Stored data
☆ ☆ ☆ ☆ ☆

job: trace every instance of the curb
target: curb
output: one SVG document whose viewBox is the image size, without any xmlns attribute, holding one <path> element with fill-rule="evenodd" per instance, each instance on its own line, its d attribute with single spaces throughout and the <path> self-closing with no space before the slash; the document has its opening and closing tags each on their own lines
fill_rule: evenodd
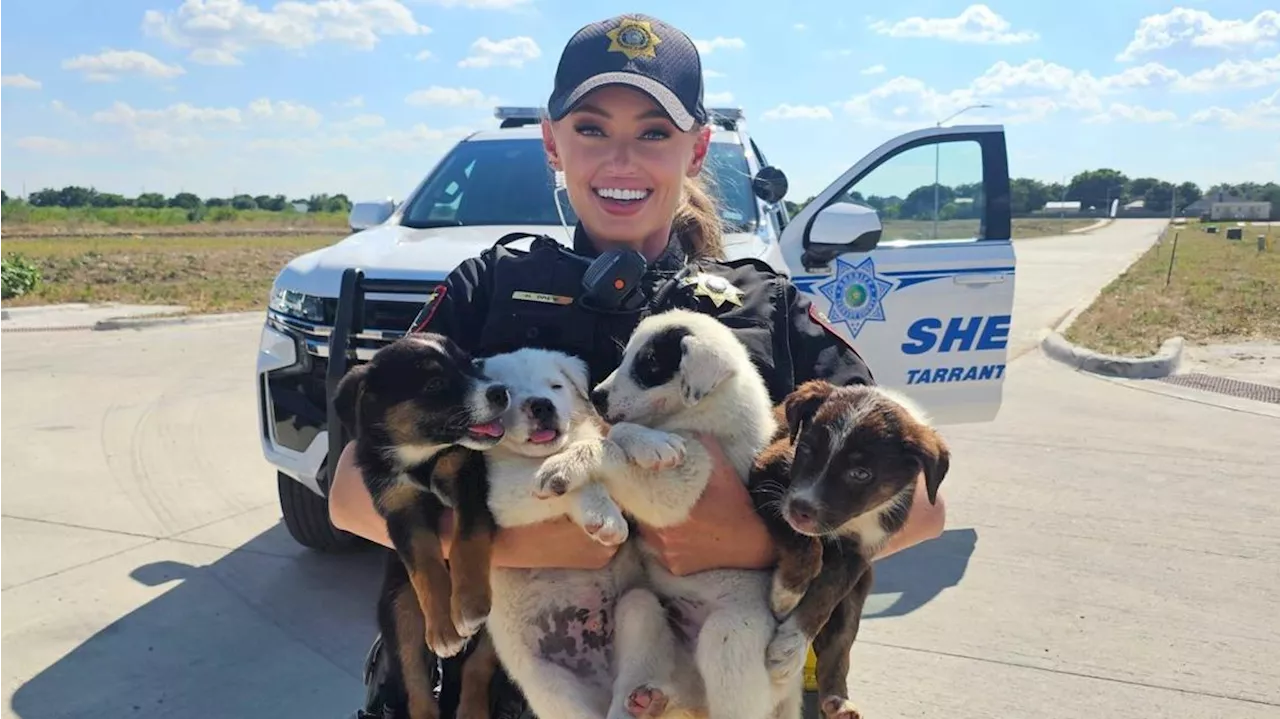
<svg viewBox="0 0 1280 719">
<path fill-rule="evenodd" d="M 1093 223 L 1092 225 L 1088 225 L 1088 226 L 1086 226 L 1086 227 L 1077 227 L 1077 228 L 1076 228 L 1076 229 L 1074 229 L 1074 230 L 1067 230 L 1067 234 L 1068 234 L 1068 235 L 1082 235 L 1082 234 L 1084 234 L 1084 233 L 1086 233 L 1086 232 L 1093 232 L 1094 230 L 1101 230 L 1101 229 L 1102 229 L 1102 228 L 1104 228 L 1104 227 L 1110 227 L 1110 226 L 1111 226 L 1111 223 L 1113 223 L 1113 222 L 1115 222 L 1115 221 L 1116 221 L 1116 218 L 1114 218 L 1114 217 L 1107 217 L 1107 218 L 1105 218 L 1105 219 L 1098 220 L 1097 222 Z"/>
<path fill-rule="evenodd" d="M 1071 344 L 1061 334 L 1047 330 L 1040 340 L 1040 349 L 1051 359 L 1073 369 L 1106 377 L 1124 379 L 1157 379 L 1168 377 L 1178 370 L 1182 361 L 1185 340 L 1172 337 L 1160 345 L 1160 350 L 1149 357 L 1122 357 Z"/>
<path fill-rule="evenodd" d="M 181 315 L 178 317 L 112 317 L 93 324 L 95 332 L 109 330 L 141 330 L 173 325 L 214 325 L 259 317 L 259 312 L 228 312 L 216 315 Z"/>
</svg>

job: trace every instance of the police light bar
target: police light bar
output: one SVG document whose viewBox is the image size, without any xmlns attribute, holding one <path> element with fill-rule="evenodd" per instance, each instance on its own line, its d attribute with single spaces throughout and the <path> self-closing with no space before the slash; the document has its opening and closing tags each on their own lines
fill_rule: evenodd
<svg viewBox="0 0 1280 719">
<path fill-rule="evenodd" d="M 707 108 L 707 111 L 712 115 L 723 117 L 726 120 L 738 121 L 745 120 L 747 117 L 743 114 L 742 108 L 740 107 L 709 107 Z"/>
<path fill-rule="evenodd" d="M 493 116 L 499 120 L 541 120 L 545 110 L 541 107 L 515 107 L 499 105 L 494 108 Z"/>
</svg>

☆ ☆ ☆ ☆ ☆

▶ [WHAT YOU WILL DO]
Write out every line of the entries that holds the word "target".

▶ [RESPONSE BOX]
target: curb
target: police light bar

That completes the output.